═════ TEXT EXTRACT ═════
What Is the Best Model to Build an Offshore Team in India: ODC or EOR?
- Saransh Garg

- 6 days ago
- 11 min read

When a US or European company asks us how to build an offshore tech team in India, the first question we ask back is: are you thinking about an ODC or an EOR? Most clients pause. They have heard both terms. But very few understand that these are fundamentally different legal, operational, and financial structures and choosing the wrong one costs companies anywhere from six months of lost time to $40,000–$80,000 in restructuring costs we have seen clients absorb after getting it wrong.
The best model to build an offshore team in India whether ODC or EOR best model depends on four variables: your headcount target, how long you plan to operate, how much operational control you need, and whether you have an entity in India or plan to set one up. This article walks through both models with real numbers, legal realities, and what we have seen go right and wrong in live mandates.
Why Global Companies Get Confused Between ODC and EOR
An Offshore Development Centre (ODC) is a dedicated facility physical or virtual where a third-party vendor staffs and manages a team on your behalf. You get output and some oversight, but the vendor is the employer. An Employer of Record (EOR) is a structure where a licensed Indian entity legally employs engineers on your behalf you direct their work directly, control their tools and workflows, and pay a per-head management fee to the EOR provider.
These sound similar. They are not.
In an ODC, the vendor controls hiring, retention, and team composition. You often have limited visibility into individual engineers' compensation, and you cannot directly terminate or replace team members without the vendor's agreement. In an EOR, you interview and select each engineer yourself, you see exactly what the engineer earns, and you can end an engagement or replace someone on standard notice, typically 30 to 90 days depending on the individual's tenure and the terms in the employment agreement.
═════
**PROMPT 1**
Answer these questions using the article on ODC and EOR models in India:
(a) What range of restructuring costs does it say clients have absorbed after choosing the wrong model?
(b) In an EOR, what kind of fee does the company pay to the EOR provider?
(c) What typical range of notice does it give for ending an engagement or replacing someone in an EOR?
**PROMPT 2**
Translate this sentence from the article on ODC and EOR models in India into Spanish: "In an ODC, the vendor controls hiring, retention, and team composition."
═════ GIVEN DATA ═════
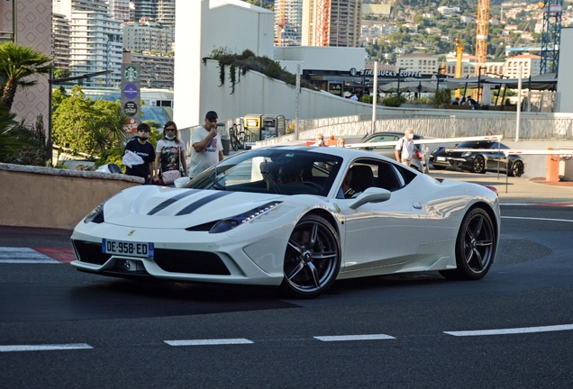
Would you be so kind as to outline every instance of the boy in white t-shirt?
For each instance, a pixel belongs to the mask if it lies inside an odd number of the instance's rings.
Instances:
[[[205,124],[193,131],[191,136],[191,160],[189,176],[197,176],[204,170],[223,159],[221,136],[217,133],[217,113],[209,111],[205,116]]]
═════
**CORRECT ANSWER 1**
(a) $40,000–$80,000
(b) A per-head management fee
(c) 30 to 90 days

**CORRECT ANSWER 2**
En un ODC, el proveedor controla la contratación, la retención y la composición del equipo.